* Your goal *
Please report every line in the entries that contains the string "field".

====== Exercise material ======

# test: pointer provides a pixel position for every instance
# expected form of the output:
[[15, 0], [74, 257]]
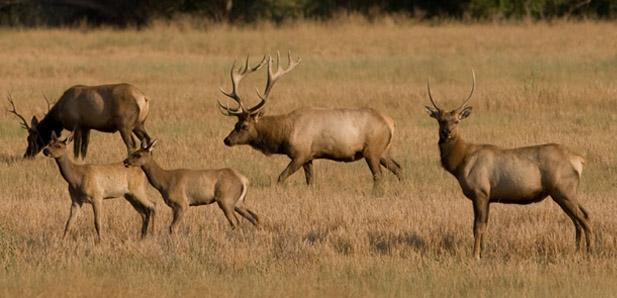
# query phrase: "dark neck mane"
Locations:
[[453, 152]]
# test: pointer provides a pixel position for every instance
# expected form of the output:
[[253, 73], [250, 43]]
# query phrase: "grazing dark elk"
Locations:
[[489, 174], [306, 134], [93, 183], [106, 108], [182, 188]]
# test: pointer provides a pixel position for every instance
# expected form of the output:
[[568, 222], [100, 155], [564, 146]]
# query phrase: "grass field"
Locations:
[[537, 83]]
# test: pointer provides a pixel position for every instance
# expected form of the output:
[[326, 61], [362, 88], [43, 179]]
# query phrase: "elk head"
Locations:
[[448, 121], [35, 140], [141, 156], [245, 131], [57, 147]]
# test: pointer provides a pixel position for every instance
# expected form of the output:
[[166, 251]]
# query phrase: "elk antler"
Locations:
[[24, 123], [473, 87], [236, 77], [273, 77], [428, 87]]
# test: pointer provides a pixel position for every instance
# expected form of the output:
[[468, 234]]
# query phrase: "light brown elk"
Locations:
[[106, 108], [93, 183], [489, 174], [182, 188], [306, 134]]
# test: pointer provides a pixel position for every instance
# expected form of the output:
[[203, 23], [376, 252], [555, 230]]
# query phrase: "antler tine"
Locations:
[[273, 77], [473, 87], [236, 77], [430, 96], [24, 123], [48, 102]]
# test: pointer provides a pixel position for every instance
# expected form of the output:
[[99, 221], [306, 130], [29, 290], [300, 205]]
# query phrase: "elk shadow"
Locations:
[[387, 242]]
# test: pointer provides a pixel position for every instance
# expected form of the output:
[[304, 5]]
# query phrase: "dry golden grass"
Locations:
[[536, 83]]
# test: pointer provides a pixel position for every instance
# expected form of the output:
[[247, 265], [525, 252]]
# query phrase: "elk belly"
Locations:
[[517, 184]]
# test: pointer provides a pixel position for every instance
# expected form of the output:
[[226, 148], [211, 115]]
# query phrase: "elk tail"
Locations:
[[585, 213], [245, 187]]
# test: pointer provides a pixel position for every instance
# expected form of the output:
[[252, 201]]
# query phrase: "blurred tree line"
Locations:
[[142, 12]]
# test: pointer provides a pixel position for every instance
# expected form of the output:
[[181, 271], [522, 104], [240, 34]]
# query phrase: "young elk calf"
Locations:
[[93, 183], [489, 174], [182, 188]]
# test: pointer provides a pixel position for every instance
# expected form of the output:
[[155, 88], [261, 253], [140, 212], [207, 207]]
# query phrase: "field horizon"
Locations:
[[536, 83]]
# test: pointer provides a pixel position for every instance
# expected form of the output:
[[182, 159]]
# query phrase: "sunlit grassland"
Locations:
[[536, 83]]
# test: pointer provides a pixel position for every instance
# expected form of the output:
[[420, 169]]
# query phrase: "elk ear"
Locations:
[[465, 112], [34, 122], [151, 146], [432, 112]]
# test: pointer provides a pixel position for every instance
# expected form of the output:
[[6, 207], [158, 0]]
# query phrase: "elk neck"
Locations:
[[272, 134], [49, 124], [157, 176], [453, 152], [70, 171]]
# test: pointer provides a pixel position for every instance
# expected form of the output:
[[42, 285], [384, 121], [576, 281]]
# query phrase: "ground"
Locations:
[[536, 83]]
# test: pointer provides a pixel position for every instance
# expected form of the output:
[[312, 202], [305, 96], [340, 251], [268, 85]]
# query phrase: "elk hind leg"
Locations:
[[85, 139], [373, 164], [77, 140], [308, 172], [579, 218], [480, 211]]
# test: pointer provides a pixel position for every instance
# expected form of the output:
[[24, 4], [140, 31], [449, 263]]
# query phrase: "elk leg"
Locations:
[[373, 164], [247, 214], [480, 211], [127, 137], [292, 167], [178, 213], [142, 135], [229, 214], [75, 208], [579, 218], [77, 142], [141, 209], [85, 139], [308, 172], [393, 166], [96, 208]]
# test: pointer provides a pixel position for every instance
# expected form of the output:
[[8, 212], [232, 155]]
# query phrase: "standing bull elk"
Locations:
[[489, 174], [106, 108], [309, 133]]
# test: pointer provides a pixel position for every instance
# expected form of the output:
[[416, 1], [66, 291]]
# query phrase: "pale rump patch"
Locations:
[[144, 107]]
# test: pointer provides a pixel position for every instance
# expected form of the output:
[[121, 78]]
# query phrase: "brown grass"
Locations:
[[536, 83]]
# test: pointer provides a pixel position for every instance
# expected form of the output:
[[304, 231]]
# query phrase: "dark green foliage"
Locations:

======

* Result *
# query phrase: "grass field"
# query phrase: "field horizon"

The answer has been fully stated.